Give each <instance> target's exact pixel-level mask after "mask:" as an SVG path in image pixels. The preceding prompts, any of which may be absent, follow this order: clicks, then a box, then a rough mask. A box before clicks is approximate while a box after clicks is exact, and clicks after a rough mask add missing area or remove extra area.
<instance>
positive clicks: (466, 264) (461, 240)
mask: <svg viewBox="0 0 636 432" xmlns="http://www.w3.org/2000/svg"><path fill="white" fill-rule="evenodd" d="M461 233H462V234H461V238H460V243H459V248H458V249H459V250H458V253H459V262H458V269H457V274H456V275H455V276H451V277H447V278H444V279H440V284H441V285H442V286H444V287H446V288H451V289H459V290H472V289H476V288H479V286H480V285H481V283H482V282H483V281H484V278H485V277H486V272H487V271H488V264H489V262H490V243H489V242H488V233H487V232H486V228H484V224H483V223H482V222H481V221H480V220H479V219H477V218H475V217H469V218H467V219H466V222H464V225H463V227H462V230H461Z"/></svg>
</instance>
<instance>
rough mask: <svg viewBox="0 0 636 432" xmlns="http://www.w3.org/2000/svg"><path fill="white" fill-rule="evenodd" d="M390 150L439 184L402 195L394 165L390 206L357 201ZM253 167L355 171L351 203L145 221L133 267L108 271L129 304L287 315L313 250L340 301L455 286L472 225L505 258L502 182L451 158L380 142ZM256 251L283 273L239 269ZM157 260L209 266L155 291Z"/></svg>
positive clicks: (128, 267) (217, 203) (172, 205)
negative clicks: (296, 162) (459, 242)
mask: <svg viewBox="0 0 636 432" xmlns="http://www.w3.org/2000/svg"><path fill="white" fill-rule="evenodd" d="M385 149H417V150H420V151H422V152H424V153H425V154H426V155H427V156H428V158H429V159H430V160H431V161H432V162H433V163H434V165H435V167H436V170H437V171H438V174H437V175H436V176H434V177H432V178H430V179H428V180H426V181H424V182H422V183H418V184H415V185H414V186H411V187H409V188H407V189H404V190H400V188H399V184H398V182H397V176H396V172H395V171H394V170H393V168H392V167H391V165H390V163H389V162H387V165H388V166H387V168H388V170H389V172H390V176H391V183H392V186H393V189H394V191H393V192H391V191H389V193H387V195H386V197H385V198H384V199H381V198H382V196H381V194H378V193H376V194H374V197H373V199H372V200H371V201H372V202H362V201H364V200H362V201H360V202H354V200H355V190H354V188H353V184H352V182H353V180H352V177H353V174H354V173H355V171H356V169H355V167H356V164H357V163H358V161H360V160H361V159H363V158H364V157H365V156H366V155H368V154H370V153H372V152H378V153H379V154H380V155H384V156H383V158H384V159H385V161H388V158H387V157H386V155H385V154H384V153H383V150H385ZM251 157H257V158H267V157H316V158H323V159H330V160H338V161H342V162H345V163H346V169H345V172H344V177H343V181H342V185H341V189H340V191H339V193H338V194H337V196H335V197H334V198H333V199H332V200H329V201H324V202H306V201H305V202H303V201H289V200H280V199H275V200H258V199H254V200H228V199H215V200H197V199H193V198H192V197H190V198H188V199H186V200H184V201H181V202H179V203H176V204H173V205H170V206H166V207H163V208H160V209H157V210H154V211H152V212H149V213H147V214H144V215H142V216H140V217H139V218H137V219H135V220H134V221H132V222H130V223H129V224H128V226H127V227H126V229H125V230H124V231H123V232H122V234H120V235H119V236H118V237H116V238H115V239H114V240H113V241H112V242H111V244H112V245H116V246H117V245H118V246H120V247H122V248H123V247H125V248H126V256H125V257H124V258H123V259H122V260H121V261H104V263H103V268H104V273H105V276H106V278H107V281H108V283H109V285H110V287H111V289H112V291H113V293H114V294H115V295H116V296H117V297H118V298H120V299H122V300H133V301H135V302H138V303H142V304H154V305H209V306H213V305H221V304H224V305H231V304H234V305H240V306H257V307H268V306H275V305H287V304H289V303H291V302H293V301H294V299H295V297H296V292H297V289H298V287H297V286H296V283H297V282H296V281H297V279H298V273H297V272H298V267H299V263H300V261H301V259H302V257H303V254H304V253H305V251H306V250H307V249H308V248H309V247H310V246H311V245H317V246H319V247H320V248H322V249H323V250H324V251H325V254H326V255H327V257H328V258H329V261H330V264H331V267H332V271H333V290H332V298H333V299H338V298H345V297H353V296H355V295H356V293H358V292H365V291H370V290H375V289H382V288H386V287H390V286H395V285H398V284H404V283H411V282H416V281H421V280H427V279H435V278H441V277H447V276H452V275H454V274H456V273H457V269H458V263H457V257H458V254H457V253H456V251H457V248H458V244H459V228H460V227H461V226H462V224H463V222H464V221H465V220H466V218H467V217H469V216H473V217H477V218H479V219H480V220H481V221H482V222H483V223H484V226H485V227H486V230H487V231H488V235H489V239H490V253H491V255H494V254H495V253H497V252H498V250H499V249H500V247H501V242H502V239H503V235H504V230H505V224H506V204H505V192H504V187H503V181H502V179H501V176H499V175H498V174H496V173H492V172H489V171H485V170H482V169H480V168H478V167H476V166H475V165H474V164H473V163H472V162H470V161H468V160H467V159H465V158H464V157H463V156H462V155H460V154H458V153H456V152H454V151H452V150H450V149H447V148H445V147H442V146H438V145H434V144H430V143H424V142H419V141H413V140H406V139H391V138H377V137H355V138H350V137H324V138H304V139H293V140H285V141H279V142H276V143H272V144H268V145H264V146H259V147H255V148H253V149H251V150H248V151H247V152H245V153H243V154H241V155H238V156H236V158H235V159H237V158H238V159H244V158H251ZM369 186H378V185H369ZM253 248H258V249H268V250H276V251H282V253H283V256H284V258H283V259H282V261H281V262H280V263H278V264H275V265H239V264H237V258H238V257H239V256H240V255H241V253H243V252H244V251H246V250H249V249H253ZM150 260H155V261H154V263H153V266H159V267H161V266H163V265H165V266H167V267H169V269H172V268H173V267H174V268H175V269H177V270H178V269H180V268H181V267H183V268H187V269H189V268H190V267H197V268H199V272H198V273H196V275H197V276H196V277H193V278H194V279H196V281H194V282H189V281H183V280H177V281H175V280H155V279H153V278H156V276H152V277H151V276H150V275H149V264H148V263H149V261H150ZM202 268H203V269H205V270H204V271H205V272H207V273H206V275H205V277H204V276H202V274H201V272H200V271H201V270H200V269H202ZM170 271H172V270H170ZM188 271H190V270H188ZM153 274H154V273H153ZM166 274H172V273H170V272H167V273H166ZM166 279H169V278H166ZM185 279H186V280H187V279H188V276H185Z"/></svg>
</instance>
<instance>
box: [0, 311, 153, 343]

====

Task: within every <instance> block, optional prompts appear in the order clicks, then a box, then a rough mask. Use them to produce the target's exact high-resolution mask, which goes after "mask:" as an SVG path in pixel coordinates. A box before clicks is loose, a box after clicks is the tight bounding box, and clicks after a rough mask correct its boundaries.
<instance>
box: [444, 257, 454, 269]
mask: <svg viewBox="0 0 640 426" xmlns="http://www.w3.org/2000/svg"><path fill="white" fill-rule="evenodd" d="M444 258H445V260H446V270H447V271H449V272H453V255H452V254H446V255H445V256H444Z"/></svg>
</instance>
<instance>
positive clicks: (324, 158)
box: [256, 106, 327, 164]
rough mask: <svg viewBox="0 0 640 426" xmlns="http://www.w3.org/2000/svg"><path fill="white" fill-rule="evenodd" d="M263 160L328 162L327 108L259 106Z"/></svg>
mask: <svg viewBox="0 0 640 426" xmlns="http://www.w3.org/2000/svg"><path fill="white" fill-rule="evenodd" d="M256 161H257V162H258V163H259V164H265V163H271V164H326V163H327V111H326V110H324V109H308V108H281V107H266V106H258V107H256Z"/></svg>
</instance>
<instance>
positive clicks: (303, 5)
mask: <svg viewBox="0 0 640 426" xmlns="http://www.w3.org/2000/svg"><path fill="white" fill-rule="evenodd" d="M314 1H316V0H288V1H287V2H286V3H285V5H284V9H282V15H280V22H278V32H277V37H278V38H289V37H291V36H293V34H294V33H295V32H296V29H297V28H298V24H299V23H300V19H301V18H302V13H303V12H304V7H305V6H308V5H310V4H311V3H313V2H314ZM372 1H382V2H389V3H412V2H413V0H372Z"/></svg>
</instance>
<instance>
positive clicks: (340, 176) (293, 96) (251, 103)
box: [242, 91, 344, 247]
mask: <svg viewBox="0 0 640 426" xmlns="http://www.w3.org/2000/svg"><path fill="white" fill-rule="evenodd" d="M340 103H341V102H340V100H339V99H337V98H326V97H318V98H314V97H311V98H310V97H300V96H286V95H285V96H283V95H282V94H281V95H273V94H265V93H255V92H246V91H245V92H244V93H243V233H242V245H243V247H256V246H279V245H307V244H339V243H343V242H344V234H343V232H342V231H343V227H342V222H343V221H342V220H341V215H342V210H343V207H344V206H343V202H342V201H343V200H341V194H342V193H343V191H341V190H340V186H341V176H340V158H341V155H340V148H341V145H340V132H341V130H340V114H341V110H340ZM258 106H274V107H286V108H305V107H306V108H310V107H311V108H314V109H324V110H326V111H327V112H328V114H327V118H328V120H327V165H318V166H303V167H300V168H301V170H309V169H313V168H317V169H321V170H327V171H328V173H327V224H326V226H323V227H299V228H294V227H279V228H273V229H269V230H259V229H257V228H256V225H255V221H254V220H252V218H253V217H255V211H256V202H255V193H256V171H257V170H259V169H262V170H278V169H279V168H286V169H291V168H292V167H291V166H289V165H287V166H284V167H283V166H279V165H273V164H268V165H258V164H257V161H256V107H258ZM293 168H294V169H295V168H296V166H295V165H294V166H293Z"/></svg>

====

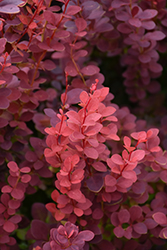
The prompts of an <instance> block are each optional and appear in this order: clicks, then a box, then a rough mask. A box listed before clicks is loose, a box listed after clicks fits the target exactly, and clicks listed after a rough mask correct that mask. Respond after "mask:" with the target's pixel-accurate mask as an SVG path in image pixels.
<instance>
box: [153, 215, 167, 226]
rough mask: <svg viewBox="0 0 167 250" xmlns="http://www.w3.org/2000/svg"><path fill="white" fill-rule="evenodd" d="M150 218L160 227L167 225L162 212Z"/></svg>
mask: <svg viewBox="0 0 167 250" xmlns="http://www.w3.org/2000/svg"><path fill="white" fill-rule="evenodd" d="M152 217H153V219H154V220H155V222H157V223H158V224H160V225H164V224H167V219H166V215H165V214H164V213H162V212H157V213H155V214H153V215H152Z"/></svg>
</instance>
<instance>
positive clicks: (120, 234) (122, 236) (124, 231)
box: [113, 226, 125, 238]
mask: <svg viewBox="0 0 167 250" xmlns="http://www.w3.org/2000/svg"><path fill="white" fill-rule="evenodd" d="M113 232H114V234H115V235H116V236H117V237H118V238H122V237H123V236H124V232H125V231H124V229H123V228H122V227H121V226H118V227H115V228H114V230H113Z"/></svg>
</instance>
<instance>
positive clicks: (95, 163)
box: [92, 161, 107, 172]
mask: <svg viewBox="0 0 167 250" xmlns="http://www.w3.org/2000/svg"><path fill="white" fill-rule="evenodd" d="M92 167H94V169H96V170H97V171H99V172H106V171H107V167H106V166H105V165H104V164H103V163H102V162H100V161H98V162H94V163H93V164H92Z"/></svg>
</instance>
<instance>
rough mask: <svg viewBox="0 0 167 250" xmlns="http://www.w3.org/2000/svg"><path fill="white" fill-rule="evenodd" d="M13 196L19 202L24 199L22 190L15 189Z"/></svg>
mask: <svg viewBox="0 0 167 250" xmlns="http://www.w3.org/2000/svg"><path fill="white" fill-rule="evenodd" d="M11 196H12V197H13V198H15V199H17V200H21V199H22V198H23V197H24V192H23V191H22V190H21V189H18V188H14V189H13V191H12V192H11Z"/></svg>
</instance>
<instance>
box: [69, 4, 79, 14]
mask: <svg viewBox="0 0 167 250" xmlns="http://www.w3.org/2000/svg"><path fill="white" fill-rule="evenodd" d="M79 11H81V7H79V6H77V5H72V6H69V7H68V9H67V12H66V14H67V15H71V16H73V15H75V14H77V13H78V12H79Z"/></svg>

====

→ What is required: Look over the entries for "pixels", then copy every line that includes that string.

→ Result of this task:
Give each <instance> target's exact pixel-level mask after "mask:" as an SVG path in image pixels. The preceding prompts, any of which may be absent, follow this order: clicks, then a box, then a rough mask. A box before clicks is approximate while a box after clicks is exact, and clicks after a rough mask add missing area or remove extra area.
The prompts of an <instance> block are each optional and appear in this order: clicks, then a box, then a rough mask. A box listed before clicks is loose, a box listed after clicks fits the target exactly, and clicks listed after a rough mask correct that mask. Respond after "mask:" with the target's pixel-accurate mask as an SVG path in image pixels.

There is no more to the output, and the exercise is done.